* **Extracted entries**
=== Section Start ===

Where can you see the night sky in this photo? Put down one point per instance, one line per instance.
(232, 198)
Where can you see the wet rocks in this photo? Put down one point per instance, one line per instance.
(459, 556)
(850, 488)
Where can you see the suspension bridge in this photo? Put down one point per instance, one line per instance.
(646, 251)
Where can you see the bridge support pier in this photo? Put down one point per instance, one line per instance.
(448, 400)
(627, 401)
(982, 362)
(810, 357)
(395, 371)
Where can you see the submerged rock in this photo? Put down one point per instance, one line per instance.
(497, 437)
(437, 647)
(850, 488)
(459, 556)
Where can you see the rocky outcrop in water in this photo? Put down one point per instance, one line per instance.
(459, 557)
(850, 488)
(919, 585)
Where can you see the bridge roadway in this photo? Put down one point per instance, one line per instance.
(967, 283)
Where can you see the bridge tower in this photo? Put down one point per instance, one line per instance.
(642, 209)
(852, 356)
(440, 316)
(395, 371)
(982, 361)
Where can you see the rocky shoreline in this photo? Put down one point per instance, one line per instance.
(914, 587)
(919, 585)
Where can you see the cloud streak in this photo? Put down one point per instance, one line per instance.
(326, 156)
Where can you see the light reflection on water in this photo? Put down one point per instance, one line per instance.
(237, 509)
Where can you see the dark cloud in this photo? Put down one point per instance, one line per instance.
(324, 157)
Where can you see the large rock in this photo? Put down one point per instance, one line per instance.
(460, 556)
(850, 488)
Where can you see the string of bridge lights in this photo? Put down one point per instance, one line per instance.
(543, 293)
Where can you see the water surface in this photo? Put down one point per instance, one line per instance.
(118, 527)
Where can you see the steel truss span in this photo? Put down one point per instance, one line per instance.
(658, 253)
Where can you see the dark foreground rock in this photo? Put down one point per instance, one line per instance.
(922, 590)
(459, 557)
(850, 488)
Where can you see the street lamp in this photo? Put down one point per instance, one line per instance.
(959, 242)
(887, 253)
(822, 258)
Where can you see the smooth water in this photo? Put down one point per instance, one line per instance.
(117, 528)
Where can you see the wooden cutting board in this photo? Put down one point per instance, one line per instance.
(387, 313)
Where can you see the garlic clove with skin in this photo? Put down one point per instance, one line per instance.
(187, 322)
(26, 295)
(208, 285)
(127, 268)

=== Section End ===

* **Work instruction**
Return the records in full. Omit nothing.

* **Task solution**
Where can you see the night sky in this photo? Put down one point per instance, one line per instance.
(232, 198)
Where can you see the wet rocks in this photo? Put down one point per instance, one line per instance.
(459, 556)
(850, 488)
Where can you see the suspension bridge in this photo? Put down one point per instance, one line per instance.
(646, 251)
Where can you see the bridge support pier in this photo? Put down one point per instance, one line per instance.
(448, 400)
(627, 401)
(982, 362)
(810, 357)
(395, 371)
Where can you see the submerged rock in this photo? Put down one point per instance, one line per instance.
(497, 437)
(437, 647)
(850, 488)
(459, 556)
Where can you see the rocky outcrop in water in this photo? Put down one point per instance, one line per instance.
(459, 557)
(850, 488)
(919, 585)
Where can you see the bridge roadway in this photo? Put down one point per instance, one line per instance.
(967, 283)
Where can you see the bridge tower in this photo? Put down one point per instance, one line per instance.
(642, 209)
(852, 356)
(440, 316)
(395, 371)
(982, 361)
Where can you see the rocky shoreline in this photo? Put down one point per instance, one line per instance.
(914, 587)
(919, 585)
Where can you see the cloud streak in this photo? Put down one point per instance, one line per instance.
(326, 156)
Where can you see the light reflection on water in this photo? Put down one point per instance, one line per instance.
(237, 509)
Where can you see the dark cloud in this photo? Put down one point per instance, one line per instance.
(324, 157)
Where can you see the large rock in this photo? Put down one point per instance, one line per instance.
(460, 556)
(850, 488)
Where can you see the string of bridge lights in this photo? Put down one point per instance, one line per instance.
(543, 293)
Where can you see the water surface in this photo? Put down one point per instance, one line per instance.
(118, 527)
Where can you see the steel truss span in this photo? Put down one point per instance, one line per instance.
(658, 253)
Where can you see the dark foreground rock in this photo? Put down one point per instance, one line per instance.
(922, 590)
(459, 557)
(850, 488)
Where can you see the street lamp in this photo? Put down one point per instance, one line per instance.
(959, 242)
(887, 253)
(822, 258)
Where can you see the smooth water in this photo? Put down one point per instance, one line per instance.
(117, 528)
Where can you see the wooden cutting board in this photo? Put down one point per instance, one line per instance.
(387, 313)
Where can you see the garlic clove with skin in this photo? Put down one point per instance, one line per instance.
(187, 322)
(26, 295)
(208, 285)
(127, 268)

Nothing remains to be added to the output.